**** SOURCE ****

Studio album by George Duke
- Released: October 28, 1974
- Recorded: May 1974
- Studio: Paramount Studios (Hollywood, California)
- Genre: Jazz-funk; jazz fusion;
- Length: 41:36
- Label: MPS; BASF;
- Producer: Baldhard G. Falk

George Duke chronology
| Faces in Reflection (1974) | Feel (1974) | The Aura Will Prevail (1975) |

= Feel (George Duke album) =

Feel is the fourth studio album by the American keyboard player George Duke, released on October 28, 1974, by MPS Records. The album reached No. 17 on the Billboard Top Jazz Albums chart.

****

* _WHAT THE EXERCISE ASKS_
Reproduce the text about the album Feel word for word, starting with "- Genre: Jazz-funk;" and going on through "Jazz Albums chart.".

**** DATA LINES ****

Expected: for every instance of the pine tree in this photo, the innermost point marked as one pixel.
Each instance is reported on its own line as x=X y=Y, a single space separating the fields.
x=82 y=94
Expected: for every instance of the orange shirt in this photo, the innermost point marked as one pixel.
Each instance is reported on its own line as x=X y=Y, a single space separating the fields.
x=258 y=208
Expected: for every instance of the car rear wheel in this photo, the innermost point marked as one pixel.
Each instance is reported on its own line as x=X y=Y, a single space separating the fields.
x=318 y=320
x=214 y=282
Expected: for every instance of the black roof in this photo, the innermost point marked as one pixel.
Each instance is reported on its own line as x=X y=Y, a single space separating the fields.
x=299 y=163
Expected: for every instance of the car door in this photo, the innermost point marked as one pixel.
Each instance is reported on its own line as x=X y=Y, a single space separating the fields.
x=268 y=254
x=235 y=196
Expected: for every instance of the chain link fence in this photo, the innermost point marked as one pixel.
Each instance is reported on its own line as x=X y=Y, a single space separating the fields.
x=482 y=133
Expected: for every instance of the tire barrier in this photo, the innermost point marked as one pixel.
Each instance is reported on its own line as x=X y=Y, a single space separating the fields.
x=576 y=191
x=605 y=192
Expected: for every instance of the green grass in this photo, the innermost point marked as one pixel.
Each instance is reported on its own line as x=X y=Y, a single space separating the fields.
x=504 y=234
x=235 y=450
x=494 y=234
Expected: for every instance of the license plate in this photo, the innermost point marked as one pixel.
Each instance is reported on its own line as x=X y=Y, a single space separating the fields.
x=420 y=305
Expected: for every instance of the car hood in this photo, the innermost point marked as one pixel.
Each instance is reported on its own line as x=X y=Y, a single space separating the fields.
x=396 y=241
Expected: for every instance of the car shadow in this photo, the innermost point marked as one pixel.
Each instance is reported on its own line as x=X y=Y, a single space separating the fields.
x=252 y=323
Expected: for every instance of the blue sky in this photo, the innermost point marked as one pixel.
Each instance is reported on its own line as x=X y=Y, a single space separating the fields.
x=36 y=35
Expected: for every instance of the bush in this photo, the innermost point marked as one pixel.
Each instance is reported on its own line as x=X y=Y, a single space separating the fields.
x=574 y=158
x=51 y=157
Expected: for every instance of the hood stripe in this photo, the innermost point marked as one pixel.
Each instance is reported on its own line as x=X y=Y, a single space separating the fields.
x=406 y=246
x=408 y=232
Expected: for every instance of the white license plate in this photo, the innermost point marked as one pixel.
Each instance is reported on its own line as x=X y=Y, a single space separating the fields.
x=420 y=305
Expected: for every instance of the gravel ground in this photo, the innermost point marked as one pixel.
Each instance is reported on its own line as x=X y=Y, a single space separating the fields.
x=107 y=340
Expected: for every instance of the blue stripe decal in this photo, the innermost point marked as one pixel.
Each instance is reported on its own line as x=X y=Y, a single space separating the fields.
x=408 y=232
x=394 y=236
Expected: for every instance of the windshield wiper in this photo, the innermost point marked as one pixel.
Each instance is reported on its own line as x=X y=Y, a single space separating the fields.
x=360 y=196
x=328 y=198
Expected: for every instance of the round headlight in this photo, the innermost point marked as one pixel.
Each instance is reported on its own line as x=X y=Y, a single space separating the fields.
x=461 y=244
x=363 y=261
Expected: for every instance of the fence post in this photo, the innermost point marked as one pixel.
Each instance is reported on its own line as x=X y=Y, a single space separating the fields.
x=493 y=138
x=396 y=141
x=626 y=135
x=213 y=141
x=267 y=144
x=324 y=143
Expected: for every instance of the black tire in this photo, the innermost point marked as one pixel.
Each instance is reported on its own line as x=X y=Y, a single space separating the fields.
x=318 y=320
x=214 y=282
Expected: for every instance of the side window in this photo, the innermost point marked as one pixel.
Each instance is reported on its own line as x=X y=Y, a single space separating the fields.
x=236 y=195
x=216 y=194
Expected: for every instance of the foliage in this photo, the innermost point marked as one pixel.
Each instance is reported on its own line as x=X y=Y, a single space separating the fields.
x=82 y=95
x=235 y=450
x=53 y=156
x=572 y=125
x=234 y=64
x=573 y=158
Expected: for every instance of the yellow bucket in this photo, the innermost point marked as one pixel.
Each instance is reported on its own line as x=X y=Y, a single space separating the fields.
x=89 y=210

****

* _SOLUTION TO THE EXERCISE_
- Genre: Jazz-funk; jazz fusion;
- Length: 41:36
- Label: MPS; BASF;
- Producer: Baldhard G. Falk

George Duke chronology
| Faces in Reflection (1974) | Feel (1974) | The Aura Will Prevail (1975) |

= Feel (George Duke album) =

Feel is the fourth studio album by the American keyboard player George Duke, released on October 28, 1974, by MPS Records. The album reached No. 17 on the Billboard Top Jazz Albums chart.